• [Dataset records on object locations]
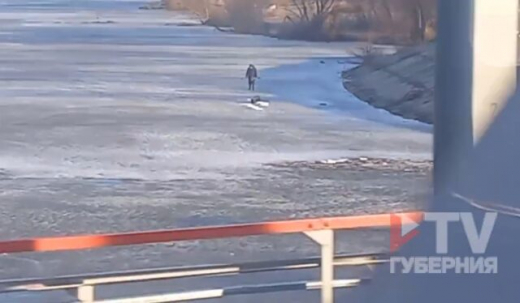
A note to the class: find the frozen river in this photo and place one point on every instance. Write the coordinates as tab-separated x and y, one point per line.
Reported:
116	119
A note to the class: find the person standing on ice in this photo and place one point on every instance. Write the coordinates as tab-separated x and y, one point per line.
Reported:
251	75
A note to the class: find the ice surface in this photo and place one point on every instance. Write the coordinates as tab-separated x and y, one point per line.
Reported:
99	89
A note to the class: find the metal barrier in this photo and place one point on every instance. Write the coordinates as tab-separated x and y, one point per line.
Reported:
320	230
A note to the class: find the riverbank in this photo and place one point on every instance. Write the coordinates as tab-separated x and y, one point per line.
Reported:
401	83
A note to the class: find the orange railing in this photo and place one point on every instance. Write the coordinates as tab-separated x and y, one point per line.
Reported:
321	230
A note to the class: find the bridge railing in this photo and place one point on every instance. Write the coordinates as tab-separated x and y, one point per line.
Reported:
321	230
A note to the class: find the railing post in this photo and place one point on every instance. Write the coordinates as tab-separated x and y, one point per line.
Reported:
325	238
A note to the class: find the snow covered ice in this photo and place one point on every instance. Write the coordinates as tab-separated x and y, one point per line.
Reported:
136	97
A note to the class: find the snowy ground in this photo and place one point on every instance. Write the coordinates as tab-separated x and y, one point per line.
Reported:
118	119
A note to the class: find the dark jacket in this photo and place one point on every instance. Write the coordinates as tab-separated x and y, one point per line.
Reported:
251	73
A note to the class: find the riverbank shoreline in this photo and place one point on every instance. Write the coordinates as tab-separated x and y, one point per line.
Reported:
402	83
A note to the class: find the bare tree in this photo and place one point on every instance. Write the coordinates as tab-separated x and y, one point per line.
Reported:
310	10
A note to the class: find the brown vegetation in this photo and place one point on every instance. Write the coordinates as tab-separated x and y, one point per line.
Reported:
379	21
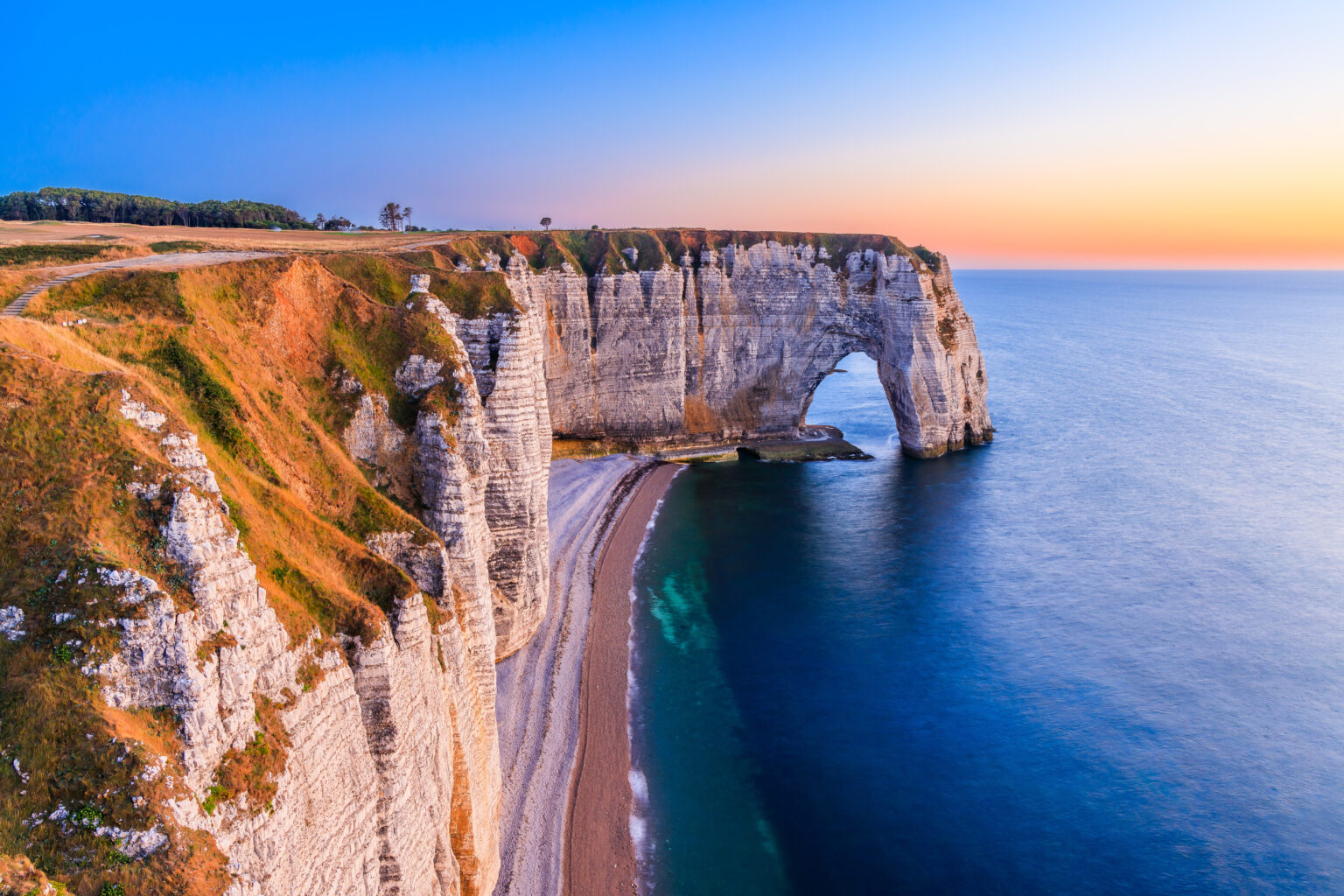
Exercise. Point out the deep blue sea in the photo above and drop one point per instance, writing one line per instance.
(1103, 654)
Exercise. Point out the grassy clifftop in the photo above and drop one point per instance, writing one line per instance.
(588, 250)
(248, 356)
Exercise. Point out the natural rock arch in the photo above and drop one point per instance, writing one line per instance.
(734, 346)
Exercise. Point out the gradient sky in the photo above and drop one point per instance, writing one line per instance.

• [Aim of the exercise]
Return, without any change, the lines of the records that run from the line containing "Exercise. Point out the natural" through the end of the records, including both ends.

• [Correct response]
Exercise. Point out the natural rock arch in the photo above and drop one point per instance, writing one line per instance.
(734, 346)
Exercise. Point out the gradient sky in the photo above and drop one point per instance, writing one line per instance.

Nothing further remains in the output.